[Belge bölümü]

※ ※ ※

Nuri içerikli pakedin özelliklerine girince işin içinden çıkamazsınız. Çok yönlü, çok avantajlı; kendi deyimiyle "toptancısıyım, buyrun yardımcı olayım efendim." Bir gün mutlaka köşeyi dönecek, o zekaya sahip ama, kazandığı paraları arkadaşlarına harcayarak tüketeceği kesin.
Uyumlu biridir. Birlikte yemek yemediğiniz sürece yemez. Nuri pasta ye; sende yersen yerim. Nuri kahve iç; sende içersen içerim. Nuri yat; sende yatarsan yatarım.
Bir gece gerçekten çok uykum geldi, öyle ki gözlerimden uyku akıyor.
"Nuri uyuyalım mı?"
"Sınav ne olacak?"
"Sabah erken kalkar bakarız." Bu arada saat gece 1'dir.
"Tamam."
Yatmaya gitmeden önce, elimi yüzümü yıkadım haliyle uykum açıldı; yine de gittim, yattım. Yatakta döndüm, durdum. Baktım bu böyle olmayacak gideyim bari bir horultusunu dinleyeyim, horlamıyorsa daha dalmamıştır diye düşünerek odamın kapısını (bahsi geçen oda Nuri'nin, ama ben varken benim:) açtım. Yavaşça salona doğru yürüdüm, baktım bir ses gelmiyor; kapıyı açmaya karar verdim. Kapıyı açmamla, doğrulması bir oldu. Işığı açtığımda ise mahsun mahsun bana bakıyordu.
"Ne oldu, uyuyamadın değil mi? Ben böyle olacağını biliyordum" diyerek homurdanmalar ("allahım, günahım neydi?","sen bu kuluna akıl ver" vb), ama kalbimi kırmadan.
"Evet, uykum kaçtı, senin de uykun yoksa ders çalışalım mı?"
"Çalışalım hadi başımın belası." Bu sırada dalga geçerek, sakince toparlanır.
"Allel genler nedir?"
"Nuri çok acıktım, yemek yiyelim mi? Herhalde o yüzden uyuyamadım."
"Sen yersen, bende yerim ama bak uykumuz gelecek sonra."
Mutfağa gidilir, makarna yapılır ve tepsilere konulup, televizyonun başına geçilir, saat gece 2 suları.

※ ※ ※

[Etiketli bölge verilerinden alıntılar]

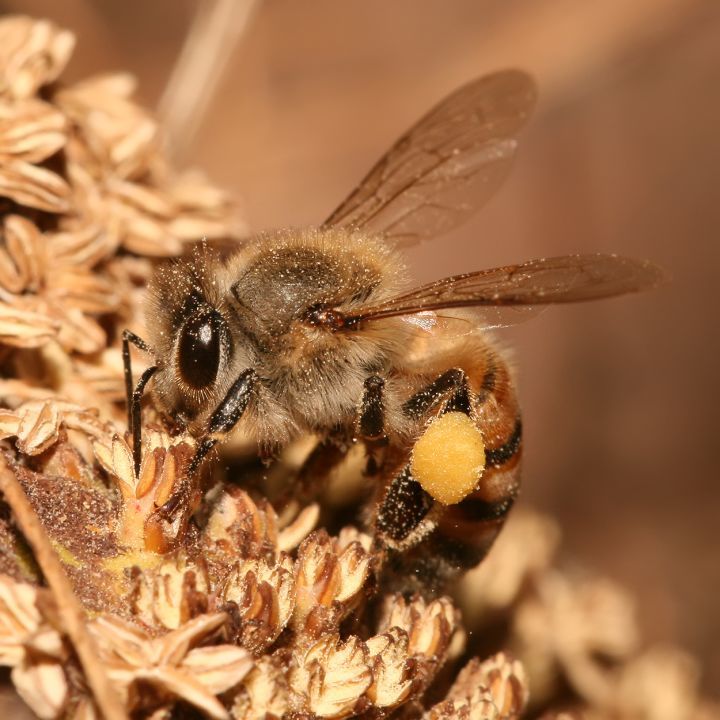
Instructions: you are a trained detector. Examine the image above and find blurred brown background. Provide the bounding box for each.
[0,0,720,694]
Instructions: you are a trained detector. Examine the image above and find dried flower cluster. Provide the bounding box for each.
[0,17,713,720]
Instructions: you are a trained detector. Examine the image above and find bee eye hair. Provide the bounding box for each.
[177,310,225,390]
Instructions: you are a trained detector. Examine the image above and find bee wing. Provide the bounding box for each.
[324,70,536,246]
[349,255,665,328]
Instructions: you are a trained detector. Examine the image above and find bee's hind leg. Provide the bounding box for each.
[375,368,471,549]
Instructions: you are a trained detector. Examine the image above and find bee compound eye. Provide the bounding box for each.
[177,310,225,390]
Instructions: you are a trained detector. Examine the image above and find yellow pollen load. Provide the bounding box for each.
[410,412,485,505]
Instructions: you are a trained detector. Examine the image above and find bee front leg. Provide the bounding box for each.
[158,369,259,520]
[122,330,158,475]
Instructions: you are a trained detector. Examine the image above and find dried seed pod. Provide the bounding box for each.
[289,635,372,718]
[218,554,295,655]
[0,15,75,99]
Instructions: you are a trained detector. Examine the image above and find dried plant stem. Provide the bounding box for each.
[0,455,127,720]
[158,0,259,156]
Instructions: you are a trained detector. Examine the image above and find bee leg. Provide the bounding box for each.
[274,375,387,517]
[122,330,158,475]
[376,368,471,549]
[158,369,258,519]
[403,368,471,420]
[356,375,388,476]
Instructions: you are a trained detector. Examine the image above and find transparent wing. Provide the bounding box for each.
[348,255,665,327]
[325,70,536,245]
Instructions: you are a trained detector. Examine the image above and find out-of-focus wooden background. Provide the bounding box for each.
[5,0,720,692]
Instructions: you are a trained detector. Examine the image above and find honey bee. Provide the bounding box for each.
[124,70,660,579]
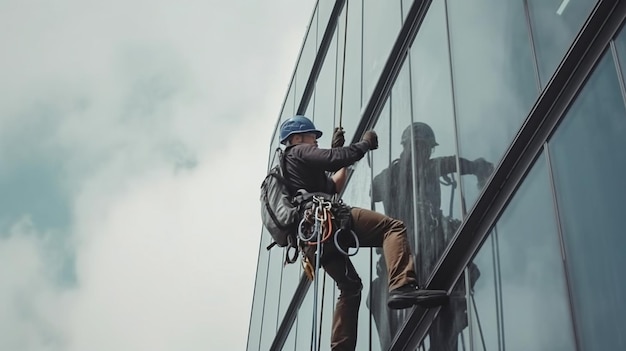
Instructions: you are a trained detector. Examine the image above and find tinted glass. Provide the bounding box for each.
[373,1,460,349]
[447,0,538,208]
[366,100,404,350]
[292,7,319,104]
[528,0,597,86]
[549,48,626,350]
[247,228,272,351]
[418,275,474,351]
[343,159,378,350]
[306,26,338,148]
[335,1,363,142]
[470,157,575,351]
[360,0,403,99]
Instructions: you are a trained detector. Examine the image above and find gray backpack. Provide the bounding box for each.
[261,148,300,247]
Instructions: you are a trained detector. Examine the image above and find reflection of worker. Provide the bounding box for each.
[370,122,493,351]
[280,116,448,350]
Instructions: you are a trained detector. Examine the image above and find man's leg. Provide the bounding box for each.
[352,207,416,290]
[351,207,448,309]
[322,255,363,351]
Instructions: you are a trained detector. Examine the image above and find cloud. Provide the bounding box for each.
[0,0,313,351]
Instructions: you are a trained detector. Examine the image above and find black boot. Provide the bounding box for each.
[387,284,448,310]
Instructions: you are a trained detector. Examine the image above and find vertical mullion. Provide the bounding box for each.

※ ※ ※

[Verilen görev 1]
Nuri'yi anlatan metne göre şu soruları yanıtlayın:
(a) Anlatıcı yatmaya gitmeden önce ne yaptı ve bunun sonucu ne oldu?
(b) Mutfakta ne yapıldı?
(c) Anlatıcı Nuri'ye "uyuyalım mı?" diye sorduğunda saat kaçtı?
[Verilen görev 2]
Aşağıdaki ifadeler Nuri'yi anlatan metne uyuyor mu? Her biri için evet ya da hayır deyin ve metindeki belirleyici sözleri alıntılayın.
(a) Nuri kazandığı paraları biriktirecek.
(b) Anlatıcı kapıyı açınca Nuri hemen doğruldu.
(c) Nuri ders çalışma teklifini geri çevirdi.

[Görevin çözümü 1]
(a) Elini yüzünü yıkadı, bu yüzden uykusu açıldı.
(b) Makarna yapıldı.
(c) Gece 1.

[Görevin çözümü 2]
(a) Hayır: "kazandığı paraları arkadaşlarına harcayarak tüketeceği kesin."
(b) Evet: "Kapıyı açmamla, doğrulması bir oldu."
(c) Hayır: "Çalışalım hadi başımın belası."